- **Work required**: Can you turn every line of the entries below into a numbered list, skipping any blank lines and leaving the pictures out?

- **The data**:
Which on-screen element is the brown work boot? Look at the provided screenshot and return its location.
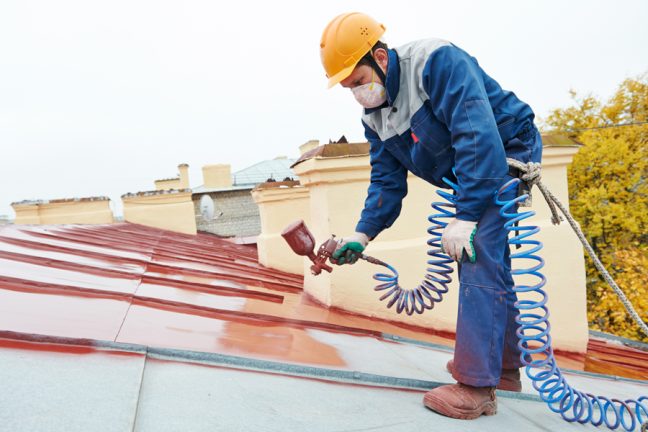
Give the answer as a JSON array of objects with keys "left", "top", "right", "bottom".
[
  {"left": 423, "top": 383, "right": 497, "bottom": 420},
  {"left": 446, "top": 360, "right": 522, "bottom": 392}
]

- **Full output**:
1. Which on-screen element is the brown work boot? Look at the provided screenshot and return its location.
2. Give the answer as a JSON array of objects with keys "left", "top", "right", "bottom".
3. [
4.   {"left": 423, "top": 383, "right": 497, "bottom": 420},
5.   {"left": 446, "top": 360, "right": 522, "bottom": 392}
6. ]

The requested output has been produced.